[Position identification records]
-- START --

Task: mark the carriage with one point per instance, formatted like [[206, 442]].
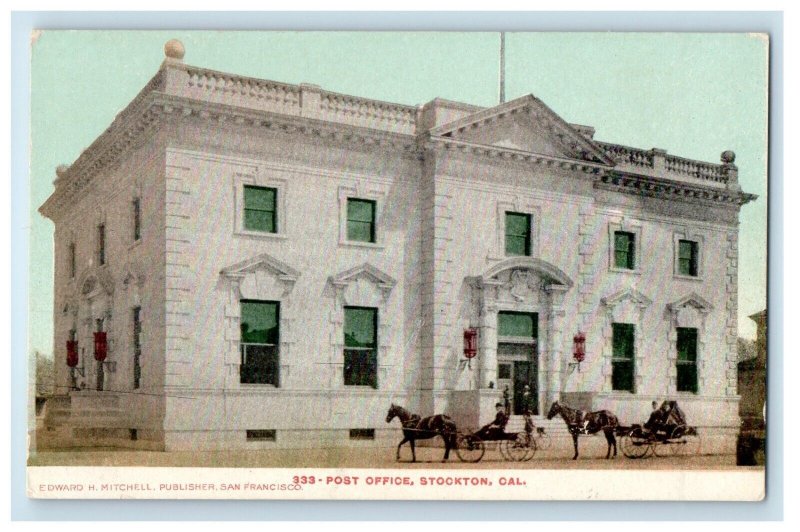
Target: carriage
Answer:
[[513, 446], [665, 433]]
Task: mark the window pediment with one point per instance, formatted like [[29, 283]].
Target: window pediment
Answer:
[[629, 294], [367, 271], [262, 262]]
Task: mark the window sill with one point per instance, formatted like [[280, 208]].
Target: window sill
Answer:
[[357, 244], [682, 277], [261, 235], [624, 270]]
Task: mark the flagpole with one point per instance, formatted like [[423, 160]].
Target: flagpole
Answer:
[[502, 67]]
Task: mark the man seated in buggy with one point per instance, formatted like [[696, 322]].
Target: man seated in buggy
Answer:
[[664, 420], [496, 429]]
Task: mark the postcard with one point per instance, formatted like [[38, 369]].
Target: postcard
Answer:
[[398, 265]]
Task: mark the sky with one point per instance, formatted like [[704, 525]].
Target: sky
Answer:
[[695, 95]]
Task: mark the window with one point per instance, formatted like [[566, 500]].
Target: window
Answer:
[[259, 342], [624, 250], [137, 347], [362, 434], [72, 260], [622, 357], [687, 257], [504, 371], [521, 324], [261, 435], [360, 346], [687, 359], [101, 244], [360, 220], [518, 234], [260, 212], [137, 219]]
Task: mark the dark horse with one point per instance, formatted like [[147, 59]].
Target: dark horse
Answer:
[[587, 423], [417, 428]]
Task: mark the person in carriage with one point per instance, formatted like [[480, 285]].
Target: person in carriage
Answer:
[[496, 429], [665, 420]]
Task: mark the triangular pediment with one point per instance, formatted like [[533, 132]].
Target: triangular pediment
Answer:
[[629, 294], [263, 261], [365, 270], [527, 125], [691, 300]]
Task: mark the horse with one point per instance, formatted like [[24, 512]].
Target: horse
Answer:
[[417, 428], [588, 423]]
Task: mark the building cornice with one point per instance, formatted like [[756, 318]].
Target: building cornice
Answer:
[[512, 155], [133, 126], [639, 185]]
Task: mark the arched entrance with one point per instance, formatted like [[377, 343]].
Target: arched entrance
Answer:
[[521, 328]]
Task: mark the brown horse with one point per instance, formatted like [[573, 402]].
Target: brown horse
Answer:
[[587, 423], [417, 428]]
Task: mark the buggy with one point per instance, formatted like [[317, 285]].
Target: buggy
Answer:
[[513, 446], [666, 432]]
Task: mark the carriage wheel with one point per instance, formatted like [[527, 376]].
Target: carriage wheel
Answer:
[[517, 449], [543, 441], [635, 444], [532, 447], [469, 448], [688, 444]]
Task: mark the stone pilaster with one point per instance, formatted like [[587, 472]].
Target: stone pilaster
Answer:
[[731, 310], [555, 361]]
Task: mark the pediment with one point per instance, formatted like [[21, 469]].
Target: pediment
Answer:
[[367, 271], [543, 270], [691, 300], [527, 125], [261, 262], [629, 294]]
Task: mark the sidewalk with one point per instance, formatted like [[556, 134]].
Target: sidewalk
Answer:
[[372, 457]]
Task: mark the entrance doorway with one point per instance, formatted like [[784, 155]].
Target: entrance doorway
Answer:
[[517, 359]]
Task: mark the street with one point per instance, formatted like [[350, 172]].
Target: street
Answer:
[[368, 457]]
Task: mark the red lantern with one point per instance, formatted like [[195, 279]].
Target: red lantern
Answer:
[[100, 346], [72, 353], [470, 343], [579, 352]]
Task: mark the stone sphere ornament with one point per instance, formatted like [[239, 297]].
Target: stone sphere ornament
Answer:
[[174, 49]]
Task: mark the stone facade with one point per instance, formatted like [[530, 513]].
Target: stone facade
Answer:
[[442, 177]]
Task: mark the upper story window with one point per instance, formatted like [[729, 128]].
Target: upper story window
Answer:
[[360, 220], [101, 244], [624, 250], [72, 260], [137, 347], [622, 358], [259, 342], [687, 359], [136, 207], [688, 253], [260, 209], [518, 234], [361, 346]]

-- END --

[INSTRUCTIONS TO FOLLOW] Copy out every line from the one containing "Task: mark the street" to the end of the material, both ends included.

[WRITTEN SOLUTION]
Task: mark the street with one point per instance, formatted like [[350, 172]].
Target: street
Answer:
[[368, 457]]
Task: mark the red lantern with one point per instance, formatted like [[195, 279]].
Target: red lantern
Answer:
[[100, 346], [72, 353], [470, 343], [579, 352]]
Task: mark the stone sphere ornament with one point per instance, formatted like [[239, 297]].
Target: stone sphere ornament
Answer:
[[174, 49]]
Task: mark the stone facade with one point per instance, formatted like [[530, 513]].
Target: stone facade
Answer:
[[442, 177]]
Task: mark the upper story window with one point per instance, formatted like [[729, 128]].
Target: upper story window
Answer:
[[360, 220], [101, 244], [624, 250], [72, 260], [137, 347], [622, 358], [259, 342], [687, 359], [136, 207], [688, 253], [260, 209], [518, 234], [361, 346]]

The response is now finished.